-- Selected text --

------------------------------------------------

Just wondering, a new snapshot in August has not been announced on the Unpaywall discussion list afaik (latest for me is April), did you get it via another channel ?

I just filled the form on their website (here) and downloaded the file at the aws S3 adress sent back by Unpaywall. Is it non-standard ?

Thanks !

kermitt2 commented 5 years ago

I just filled the form on their website (here) and downloaded the file at the aws S3 adress sent back by Unpaywall. Is it non-standard ?

Yes it's standard! For update, usually it was announced on the mailing list with the new S3 link, maybe they will do it in the next days. Having the new dataset would help to update the parser in biblio-glutton, because as we see they might be several other changes.

lfoppiano commented 5 years ago

Dear @cverluise the error tells you also the class, in the last example the class is different: OALocation:

com.fasterxml.jackson.databind.exc.UnrecognizedPropertyException: Unrecognized field "repository_institution" (class com.scienceminer.lookup.data.OALocation)

The principle is the same but the class is different ;-)

------------------------------------------------

-- Aim --
Extend the forum thread on the Unpaywall snapshot and the biblio-glutton parsing error beyond its final comment.

-- Data lines --

------------------------------------------------

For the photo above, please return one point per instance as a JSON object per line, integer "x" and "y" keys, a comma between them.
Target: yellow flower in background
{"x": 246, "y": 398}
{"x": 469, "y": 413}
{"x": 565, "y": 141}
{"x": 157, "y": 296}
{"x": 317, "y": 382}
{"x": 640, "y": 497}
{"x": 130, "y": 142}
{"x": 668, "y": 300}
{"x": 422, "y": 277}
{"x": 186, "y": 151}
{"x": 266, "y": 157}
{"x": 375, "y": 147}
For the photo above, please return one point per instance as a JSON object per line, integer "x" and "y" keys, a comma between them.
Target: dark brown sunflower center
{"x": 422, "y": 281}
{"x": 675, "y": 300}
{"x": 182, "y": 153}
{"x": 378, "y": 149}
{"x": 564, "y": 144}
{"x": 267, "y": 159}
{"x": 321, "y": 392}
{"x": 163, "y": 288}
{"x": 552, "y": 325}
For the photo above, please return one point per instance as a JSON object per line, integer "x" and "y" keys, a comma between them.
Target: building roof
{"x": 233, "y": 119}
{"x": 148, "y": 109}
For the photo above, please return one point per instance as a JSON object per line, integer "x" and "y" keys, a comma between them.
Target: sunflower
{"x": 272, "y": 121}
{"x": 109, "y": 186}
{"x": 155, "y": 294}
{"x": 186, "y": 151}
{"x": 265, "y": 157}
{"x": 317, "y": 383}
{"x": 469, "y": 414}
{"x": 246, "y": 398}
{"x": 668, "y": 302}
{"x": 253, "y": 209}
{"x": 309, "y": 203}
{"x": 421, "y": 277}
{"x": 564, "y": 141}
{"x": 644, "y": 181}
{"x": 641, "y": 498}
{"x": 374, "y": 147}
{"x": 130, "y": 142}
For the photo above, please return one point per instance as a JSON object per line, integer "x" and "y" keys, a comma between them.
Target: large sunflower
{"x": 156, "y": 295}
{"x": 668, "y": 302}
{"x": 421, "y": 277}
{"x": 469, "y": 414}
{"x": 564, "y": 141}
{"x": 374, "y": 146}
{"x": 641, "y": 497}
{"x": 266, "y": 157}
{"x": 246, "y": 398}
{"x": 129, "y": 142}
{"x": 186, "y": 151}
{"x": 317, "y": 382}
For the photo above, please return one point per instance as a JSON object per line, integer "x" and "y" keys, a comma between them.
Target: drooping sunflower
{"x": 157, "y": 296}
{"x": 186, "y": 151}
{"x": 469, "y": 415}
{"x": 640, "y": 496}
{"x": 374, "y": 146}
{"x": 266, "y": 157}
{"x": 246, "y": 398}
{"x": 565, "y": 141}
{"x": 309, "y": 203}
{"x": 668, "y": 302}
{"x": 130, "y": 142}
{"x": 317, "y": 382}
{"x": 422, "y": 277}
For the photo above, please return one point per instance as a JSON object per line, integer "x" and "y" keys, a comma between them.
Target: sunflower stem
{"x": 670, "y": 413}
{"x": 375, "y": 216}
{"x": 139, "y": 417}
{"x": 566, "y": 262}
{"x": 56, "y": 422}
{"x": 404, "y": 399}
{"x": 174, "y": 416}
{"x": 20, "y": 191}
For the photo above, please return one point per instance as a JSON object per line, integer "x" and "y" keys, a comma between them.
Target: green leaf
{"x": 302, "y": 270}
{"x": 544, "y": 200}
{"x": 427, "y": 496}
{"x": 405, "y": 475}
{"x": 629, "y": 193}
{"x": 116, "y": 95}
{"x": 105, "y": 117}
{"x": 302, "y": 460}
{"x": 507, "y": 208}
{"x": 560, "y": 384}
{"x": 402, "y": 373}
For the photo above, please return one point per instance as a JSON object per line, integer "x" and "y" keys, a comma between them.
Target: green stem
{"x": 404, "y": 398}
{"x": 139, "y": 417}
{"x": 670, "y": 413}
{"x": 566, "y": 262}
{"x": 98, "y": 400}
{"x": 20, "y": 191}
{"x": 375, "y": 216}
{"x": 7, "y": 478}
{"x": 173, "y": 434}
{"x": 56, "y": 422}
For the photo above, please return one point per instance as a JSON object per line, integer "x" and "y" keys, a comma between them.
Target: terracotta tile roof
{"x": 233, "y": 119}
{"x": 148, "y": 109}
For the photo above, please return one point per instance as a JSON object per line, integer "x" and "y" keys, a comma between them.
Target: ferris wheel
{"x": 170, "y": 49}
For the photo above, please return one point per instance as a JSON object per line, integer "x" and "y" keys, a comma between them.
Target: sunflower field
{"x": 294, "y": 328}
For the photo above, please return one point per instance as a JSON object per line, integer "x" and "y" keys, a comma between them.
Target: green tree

------------------------------------------------

-- Written answer --
lfoppiano commented 5 years ago

@cverluise I pushed quickly a fix in 3e0943953faa3590829f35c0106fec83ecc1f96f

Have a look. I had not time to test it, sorry.

kermitt2 commented 5 years ago

The documentation of the data schema has not been updated for the new snapshot apparently (see http://unpaywall.org/data-format), so we would need one or two examples to see what are the new fields and see what to do with them - ignoring them might not always be the right way to cope with them!

cverluise commented 5 years ago

The documentation of the data schema has not been updated for the new snapshot apparently (see http://unpaywall.org/data-format), so we would need one or two examples to see what are the new fields and see what to do with them - ignoring them might not always be the right way to cope with them!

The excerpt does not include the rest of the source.